• Material provided:
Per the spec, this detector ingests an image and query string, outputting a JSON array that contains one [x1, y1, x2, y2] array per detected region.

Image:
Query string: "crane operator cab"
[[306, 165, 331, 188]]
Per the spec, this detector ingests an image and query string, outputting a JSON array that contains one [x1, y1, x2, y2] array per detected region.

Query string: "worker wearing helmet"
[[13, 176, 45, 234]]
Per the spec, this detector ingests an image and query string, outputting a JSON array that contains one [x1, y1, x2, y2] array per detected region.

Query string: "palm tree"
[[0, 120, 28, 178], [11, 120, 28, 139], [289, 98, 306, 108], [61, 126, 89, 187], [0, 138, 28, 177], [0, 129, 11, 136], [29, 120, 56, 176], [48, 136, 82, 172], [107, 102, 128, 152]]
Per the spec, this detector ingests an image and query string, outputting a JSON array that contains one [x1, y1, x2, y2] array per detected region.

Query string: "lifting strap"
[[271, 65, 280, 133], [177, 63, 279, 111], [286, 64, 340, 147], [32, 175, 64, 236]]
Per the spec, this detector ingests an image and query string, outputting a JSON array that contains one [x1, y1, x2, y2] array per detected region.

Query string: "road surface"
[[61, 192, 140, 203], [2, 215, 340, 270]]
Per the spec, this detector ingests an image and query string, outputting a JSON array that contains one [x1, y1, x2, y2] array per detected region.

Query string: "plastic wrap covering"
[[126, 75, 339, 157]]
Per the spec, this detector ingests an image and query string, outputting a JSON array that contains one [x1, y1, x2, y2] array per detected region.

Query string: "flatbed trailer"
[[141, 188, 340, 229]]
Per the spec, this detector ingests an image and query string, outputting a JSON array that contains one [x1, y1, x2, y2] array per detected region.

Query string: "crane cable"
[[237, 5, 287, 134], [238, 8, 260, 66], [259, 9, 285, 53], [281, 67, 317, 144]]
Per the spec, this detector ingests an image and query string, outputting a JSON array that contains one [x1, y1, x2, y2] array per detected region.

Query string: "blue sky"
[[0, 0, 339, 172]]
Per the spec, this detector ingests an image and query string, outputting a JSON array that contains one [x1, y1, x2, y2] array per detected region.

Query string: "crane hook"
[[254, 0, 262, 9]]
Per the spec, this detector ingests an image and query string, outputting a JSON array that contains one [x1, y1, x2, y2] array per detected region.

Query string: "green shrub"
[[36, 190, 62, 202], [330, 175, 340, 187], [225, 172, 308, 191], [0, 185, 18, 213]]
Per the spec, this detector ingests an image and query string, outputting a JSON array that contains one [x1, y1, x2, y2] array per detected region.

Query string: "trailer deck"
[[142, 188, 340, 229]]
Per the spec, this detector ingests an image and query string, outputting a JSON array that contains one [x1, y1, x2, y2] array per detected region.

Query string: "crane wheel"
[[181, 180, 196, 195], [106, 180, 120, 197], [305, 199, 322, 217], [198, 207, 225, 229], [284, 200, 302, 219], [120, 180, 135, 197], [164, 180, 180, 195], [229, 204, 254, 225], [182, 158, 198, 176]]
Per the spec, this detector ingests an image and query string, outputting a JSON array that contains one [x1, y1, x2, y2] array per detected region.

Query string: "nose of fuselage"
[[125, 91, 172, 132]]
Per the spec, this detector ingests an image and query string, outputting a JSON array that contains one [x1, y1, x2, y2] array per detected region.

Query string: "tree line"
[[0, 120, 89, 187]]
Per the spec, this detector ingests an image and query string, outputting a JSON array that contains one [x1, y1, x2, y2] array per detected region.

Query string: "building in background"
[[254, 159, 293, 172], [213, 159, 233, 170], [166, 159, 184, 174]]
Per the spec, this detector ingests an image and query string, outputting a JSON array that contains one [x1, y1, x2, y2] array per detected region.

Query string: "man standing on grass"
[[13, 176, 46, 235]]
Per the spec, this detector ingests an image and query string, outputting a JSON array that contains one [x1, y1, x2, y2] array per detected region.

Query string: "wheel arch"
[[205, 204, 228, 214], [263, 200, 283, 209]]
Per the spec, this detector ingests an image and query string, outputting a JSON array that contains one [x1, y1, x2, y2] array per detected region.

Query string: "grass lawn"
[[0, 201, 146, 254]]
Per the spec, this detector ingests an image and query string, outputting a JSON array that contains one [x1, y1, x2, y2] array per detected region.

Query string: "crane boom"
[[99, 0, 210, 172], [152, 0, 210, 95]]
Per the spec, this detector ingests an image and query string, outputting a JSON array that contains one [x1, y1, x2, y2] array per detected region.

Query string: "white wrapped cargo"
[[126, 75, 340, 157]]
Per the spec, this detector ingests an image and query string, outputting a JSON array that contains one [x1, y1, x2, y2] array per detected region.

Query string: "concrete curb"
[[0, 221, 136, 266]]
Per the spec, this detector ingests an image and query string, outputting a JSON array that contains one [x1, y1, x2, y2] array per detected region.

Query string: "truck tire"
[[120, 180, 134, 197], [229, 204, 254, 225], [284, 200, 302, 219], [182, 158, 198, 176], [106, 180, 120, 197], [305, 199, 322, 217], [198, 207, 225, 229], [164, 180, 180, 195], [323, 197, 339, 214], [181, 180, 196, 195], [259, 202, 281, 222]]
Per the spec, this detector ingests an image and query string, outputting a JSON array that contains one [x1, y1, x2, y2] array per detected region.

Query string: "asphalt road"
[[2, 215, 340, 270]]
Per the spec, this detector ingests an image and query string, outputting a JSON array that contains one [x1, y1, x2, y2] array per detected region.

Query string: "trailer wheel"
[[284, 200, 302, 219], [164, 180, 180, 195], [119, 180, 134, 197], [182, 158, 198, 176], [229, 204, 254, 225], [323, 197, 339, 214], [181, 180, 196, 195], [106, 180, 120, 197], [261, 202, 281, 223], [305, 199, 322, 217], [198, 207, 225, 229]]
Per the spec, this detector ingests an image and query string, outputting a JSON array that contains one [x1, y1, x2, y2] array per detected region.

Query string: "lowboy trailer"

• Task statement: Everything in the data above should be set down again precisely.

• Result of this exercise:
Per the spec, this detector ingests an image and query string, outputting a JSON array that contains one [x1, y1, x2, y2] array per detected region.

Image:
Query string: "crane operator cab"
[[306, 165, 331, 188]]
Per the spec, this detector ingests an image and query string, outputting a JSON array that contains one [x1, y1, x2, y2] array per detected region.

Query string: "worker wearing helmet"
[[13, 176, 45, 234]]
Per the spec, this detector ingests an image and query string, outputting a JSON array that contains one [x1, y1, x2, y2] array per detected region.

Query string: "palm tree"
[[0, 120, 28, 178], [11, 120, 28, 139], [289, 98, 306, 108], [61, 126, 89, 187], [0, 138, 28, 177], [0, 129, 11, 136], [29, 120, 56, 176], [48, 136, 82, 172], [107, 102, 128, 152]]
Per the spec, this detector ingests an image and query string, outputting a JSON array that contains one [x1, y1, x2, y2] array per detected region.

Query string: "lifting strap"
[[271, 65, 280, 133], [177, 63, 279, 111], [286, 64, 340, 147], [32, 175, 64, 236]]
Per the spec, this detector ingests an image and query string, outputting a JSON array that contains one [x1, y1, x2, y2] array per detected region.

Query string: "road surface"
[[61, 192, 140, 203], [2, 215, 340, 270]]
Per the spec, this detector ingests an image and query string, outputting a JSON array that contains one [x1, y1, x2, y2] array per detected region.

Query string: "plastic wrap covering"
[[126, 75, 339, 157]]
Per the spec, this detector ingests an image and query string, outputting a JSON array that contains one [x1, y1, x2, y2] array per detected region.

Query string: "flatbed trailer"
[[141, 188, 340, 229]]
Per the spec, this detector ingests an image and query string, outputting a JSON array that contains one [x1, y1, x2, y2] array per detected region.

Query string: "crane cable"
[[237, 5, 287, 134], [238, 8, 260, 66], [259, 9, 285, 53], [281, 67, 317, 144]]
Per the spec, this detector ingests an image and query string, outputting a JSON array that contains one [x1, y1, x2, y2] array per detected region.

Query string: "blue sky"
[[0, 0, 339, 172]]
Per the spec, this detector ingests an image and query string, outputting a JSON array that contains one [x1, y1, x2, y2] array per detected region.

Query string: "crane hook"
[[254, 0, 262, 9]]
Per the spec, this detector ingests an image and query string, outputting a JSON array that contains one [x1, y1, x2, y2] array per detected region.

Query string: "green shrub"
[[36, 190, 62, 202], [330, 175, 340, 187], [225, 172, 308, 191], [0, 185, 18, 213]]
Per the spec, this detector ingests an image and query string, outputting a JSON array that contains one [x1, y1, x2, y2] array per detected region.

Query string: "trailer deck"
[[142, 188, 340, 229]]
Per the spec, this detector ingests an image and query string, outputting a JSON array that contains one [x1, y1, x2, y2] array per detected region.

Query string: "crane wheel"
[[181, 180, 196, 195], [106, 180, 120, 197], [305, 199, 322, 217], [198, 207, 225, 229], [284, 200, 302, 219], [120, 180, 135, 197], [164, 180, 180, 195], [229, 204, 254, 225], [182, 158, 198, 176]]
Per the spec, this detector ingests an image and query string, outputting a JSON array that contains one [x1, y1, x2, y2] array per detected region.

Query string: "nose of fuselage"
[[125, 91, 172, 132]]
Per the spec, this detector ingests an image and query string, outputting a JSON array that contains one [x1, y1, x2, y2] array per detected region.

Query string: "tree line"
[[0, 120, 89, 187]]
Per the spec, this detector ingests an image and query string, outputting a JSON array that contains one [x1, y1, x2, y2] array per detected region.

Query string: "building in background"
[[254, 159, 293, 172], [213, 159, 233, 170], [166, 159, 184, 174]]
Per the spec, this detector ingests an image and query string, outputting a JSON array that contains one [x1, y1, x2, y2] array per detected region.

Query string: "man standing on grass"
[[13, 176, 46, 235]]
Per the spec, this detector ingests an image and query string, outputting a JSON array that contains one [x1, y1, x2, y2] array per detected region.

Query string: "wheel arch"
[[205, 204, 228, 214], [263, 200, 283, 209]]
Per the spec, this detector ingests an image and query string, outputting a JSON array that contains one [x1, y1, x2, y2] array per detected region.

Query string: "grass lawn"
[[0, 201, 146, 254]]
Per the spec, this detector ingests an image and query string, outputting a JSON array that contains one [x1, y1, x2, y2] array per detected region.

Query string: "crane boom"
[[99, 0, 210, 172], [152, 0, 210, 95]]
Per the spec, this detector ingests an image and query string, outputting a JSON array that contains one [x1, y1, x2, y2] array per detected region.

Query string: "white wrapped cargo"
[[126, 75, 340, 157]]
Per the spec, this detector ingests an image and query string, outputting a JSON array that contains one [x1, y1, x2, y2] array per detected region.

Query string: "concrete curb"
[[0, 221, 136, 266]]
Per the spec, this detector ingests an image and query string, outputting a JSON array that contains one [x1, y1, x2, y2] array per detected region.

Query string: "truck tire"
[[120, 180, 134, 197], [229, 204, 254, 225], [284, 200, 302, 219], [182, 158, 198, 176], [106, 180, 120, 197], [305, 199, 322, 217], [198, 207, 225, 229], [164, 180, 180, 195], [323, 197, 339, 214], [181, 180, 196, 195], [259, 202, 281, 222]]
Per the spec, this detector ingests an image and query string, outputting a JSON array that contains one [x1, y1, x2, y2] array per detected region.

Query string: "asphalt road"
[[2, 215, 340, 270]]
Per the spec, this detector ingests an image and query string, outputting a JSON array that contains one [x1, y1, x2, y2] array per detected region.

Query string: "trailer wheel"
[[284, 200, 302, 219], [164, 180, 180, 195], [119, 180, 134, 197], [182, 158, 198, 176], [229, 204, 254, 225], [323, 197, 339, 214], [181, 180, 196, 195], [106, 180, 120, 197], [261, 202, 281, 223], [305, 199, 322, 217], [198, 207, 225, 229]]
Per the spec, this detector ingests an image and query string, outputting a JSON array that contains one [x1, y1, x2, y2] array per detected region.

Query string: "lowboy trailer"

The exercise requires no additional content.